- **REQUIREMENTS**:
Transcribe the film article on High School Musical: O Desafio from "High School Musical: O Desafio is" down to "the movie's choreography.".

### SELECTION ###

High School Musical: O Desafio is a spin-off film, to the High School Musical franchise. It is one of three feature film adaptations of a script written by Pablo Lago and Susana Cardozo and based on the book Battle of the Bands; this release for the Brazil market. The film stars the finalists of the Brazilian reality television High School Musical: A Seleção competition series, including: Olavo, Renata, Fellipe, Paula, Moroni, Beatriz, Samuel and Karol. Additionally, Wanessa Camargo features in a supporting role. Principal photography took place in April 2009, in Rio de Janeiro and Olodum; and is notable for being the third Disney-branded feature film made in Latin America. To coincide with the Argentine culture, Bahia collaborated on developing a unique rhythm to the movie's choreography.

High School Musical: O Desafio was released on August 24, 2008 in Auditorio Nacional of Mexico City.

Plot

1ª part 
A new school year begins at the High School Brasil (HSB), and the students return from the summer vacations. Olavo, the captain of the school futsal team, the Lobos-Guará, discovers that Renata, his neighbor and classmate, has changed a lot over the summer. Paula, however, continues being vain and wastes her time dominating her poor brother, Fellipe, and her associates Alícia, Clara and Karol, or, as she prefers to call them, "The Invisibles".

2ª part 
The principal of the school and Ms. Márcia, the art teacher, invite the students to take part in the school's first battle of the bands, where the kids will have a chance to be showcased as true music stars. Wanessa, a former student and now a famous singer, comes to the school as adviser to the contest.

3ª part 
Working against the clock and with limited resources, the kids put all the forces for the big day. Olavo and Renata, together with their friends Moroni, Bia, Samuel, Fábio and Ed, as well as Fellipe, participate in the contest, forming a band named The Tribe. At the same time, Paula participates with her friends, and she tries the impossible task of separating Fellipe from his new friends. But only one band will be the winner, the one which can understand that teamwork, personal development, and study will make them better artists and also better people.

Cast
 Olavo (Olavo Cavalheiro) is the male protagonist of the movie. He is the most popular male student at High School Brazil, and the captain of the Futsal team, the Lobos-Guará. He faces a new challenge this year in the school: forming a band for the Battle of the Bands, where he will show, despite of the difficulties, his true leadership.
 Renata (Renata Ferreira) is the female protagonist of the movie. She is the shy and studious student who, under the astonished eyes of all her peers, suddenly becomes an attractive young girl with a talent for singing. When she feels insecure, Wanessa encourages her to be herself and exhibit her artistic talents without fears.
 Paula (Paula Barbosa) is the antagonist of the film. She is the typical "rich girl", vain, selfish, who does not spare a second for the others, even for her brother Fellipe, except to get what she wants: to be the absolute and undisputed star of the school. But at the end, she learns a valuable lesson and redeems herself.

### PROVIDED DATA ###

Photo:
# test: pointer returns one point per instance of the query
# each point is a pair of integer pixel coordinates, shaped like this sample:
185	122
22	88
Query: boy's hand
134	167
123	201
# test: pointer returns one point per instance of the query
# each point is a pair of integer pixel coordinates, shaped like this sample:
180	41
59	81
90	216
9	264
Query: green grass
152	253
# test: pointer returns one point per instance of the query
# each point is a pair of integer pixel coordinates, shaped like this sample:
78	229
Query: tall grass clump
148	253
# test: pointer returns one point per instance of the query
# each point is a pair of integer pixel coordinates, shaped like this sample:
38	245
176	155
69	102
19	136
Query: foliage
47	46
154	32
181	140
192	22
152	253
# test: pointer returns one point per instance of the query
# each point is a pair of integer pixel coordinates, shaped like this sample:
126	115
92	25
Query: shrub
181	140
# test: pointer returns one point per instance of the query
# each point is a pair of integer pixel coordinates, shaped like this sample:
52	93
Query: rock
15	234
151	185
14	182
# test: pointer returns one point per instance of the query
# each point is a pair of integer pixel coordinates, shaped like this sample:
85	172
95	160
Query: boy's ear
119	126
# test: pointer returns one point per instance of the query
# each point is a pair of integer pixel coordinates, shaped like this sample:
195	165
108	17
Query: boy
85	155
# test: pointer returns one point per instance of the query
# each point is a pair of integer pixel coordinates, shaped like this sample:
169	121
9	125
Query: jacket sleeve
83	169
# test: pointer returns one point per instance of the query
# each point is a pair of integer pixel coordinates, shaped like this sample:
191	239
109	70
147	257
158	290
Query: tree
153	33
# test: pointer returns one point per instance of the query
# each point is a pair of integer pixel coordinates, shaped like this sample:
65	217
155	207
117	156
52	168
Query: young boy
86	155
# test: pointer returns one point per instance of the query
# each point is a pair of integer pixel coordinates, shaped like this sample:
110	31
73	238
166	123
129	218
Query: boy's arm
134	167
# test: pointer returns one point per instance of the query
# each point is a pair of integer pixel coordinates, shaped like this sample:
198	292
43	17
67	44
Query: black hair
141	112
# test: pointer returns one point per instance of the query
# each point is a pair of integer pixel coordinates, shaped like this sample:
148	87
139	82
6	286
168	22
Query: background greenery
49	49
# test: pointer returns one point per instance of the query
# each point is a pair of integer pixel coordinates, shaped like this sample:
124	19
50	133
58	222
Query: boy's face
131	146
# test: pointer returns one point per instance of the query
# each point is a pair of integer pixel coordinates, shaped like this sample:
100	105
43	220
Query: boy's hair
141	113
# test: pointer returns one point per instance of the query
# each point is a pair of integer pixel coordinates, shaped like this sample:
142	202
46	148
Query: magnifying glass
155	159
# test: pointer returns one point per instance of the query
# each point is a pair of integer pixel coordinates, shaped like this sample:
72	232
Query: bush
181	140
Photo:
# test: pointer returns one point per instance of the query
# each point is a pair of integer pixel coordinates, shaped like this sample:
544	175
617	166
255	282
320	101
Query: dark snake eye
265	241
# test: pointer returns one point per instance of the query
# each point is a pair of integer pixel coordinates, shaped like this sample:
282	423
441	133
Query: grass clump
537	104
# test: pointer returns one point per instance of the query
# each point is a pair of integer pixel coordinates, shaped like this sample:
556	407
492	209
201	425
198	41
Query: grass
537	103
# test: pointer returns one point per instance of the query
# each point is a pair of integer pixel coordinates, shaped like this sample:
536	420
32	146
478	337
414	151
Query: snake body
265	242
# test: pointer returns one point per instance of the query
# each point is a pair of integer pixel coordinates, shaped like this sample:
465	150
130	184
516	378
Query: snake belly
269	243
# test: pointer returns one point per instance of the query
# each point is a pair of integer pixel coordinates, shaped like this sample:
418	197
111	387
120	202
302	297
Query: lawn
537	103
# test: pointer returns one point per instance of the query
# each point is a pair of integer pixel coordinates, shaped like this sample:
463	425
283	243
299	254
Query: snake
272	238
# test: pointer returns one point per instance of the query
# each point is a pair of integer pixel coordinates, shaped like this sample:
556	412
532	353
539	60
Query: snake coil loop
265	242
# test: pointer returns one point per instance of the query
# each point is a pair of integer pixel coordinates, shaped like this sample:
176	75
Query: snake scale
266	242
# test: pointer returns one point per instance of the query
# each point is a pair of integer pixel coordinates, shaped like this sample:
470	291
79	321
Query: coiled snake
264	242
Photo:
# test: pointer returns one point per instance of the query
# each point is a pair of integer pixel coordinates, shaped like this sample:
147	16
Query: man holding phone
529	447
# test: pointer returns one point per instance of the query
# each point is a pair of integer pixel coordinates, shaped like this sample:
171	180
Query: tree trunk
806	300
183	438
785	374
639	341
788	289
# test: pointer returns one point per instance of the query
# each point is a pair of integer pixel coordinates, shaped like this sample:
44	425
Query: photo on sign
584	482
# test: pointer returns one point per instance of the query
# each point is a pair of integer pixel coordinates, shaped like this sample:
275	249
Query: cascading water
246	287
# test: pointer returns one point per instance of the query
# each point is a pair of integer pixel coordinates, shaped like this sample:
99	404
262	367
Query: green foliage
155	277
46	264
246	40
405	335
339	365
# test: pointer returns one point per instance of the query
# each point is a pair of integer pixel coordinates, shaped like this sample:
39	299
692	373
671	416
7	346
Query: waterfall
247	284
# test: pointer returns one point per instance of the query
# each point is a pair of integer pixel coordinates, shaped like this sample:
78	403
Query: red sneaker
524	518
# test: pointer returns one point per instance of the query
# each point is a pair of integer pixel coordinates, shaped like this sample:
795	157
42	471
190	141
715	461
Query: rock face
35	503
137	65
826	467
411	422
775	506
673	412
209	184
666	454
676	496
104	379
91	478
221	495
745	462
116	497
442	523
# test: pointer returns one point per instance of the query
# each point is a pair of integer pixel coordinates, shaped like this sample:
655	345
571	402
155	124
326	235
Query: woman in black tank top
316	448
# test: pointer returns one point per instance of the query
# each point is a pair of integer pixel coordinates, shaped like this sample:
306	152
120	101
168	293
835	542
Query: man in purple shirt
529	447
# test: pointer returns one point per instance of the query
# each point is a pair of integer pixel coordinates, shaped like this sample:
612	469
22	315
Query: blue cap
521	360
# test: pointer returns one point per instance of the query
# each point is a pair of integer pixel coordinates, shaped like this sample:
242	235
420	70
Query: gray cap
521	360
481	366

###

- **SOLUTION TO THIS PROBLEM**:
High School Musical: O Desafio is a spin-off film, to the High School Musical franchise. It is one of three feature film adaptations of a script written by Pablo Lago and Susana Cardozo and based on the book Battle of the Bands; this release for the Brazil market. The film stars the finalists of the Brazilian reality television High School Musical: A Seleção competition series, including: Olavo, Renata, Fellipe, Paula, Moroni, Beatriz, Samuel and Karol. Additionally, Wanessa Camargo features in a supporting role. Principal photography took place in April 2009, in Rio de Janeiro and Olodum; and is notable for being the third Disney-branded feature film made in Latin America. To coincide with the Argentine culture, Bahia collaborated on developing a unique rhythm to the movie's choreography.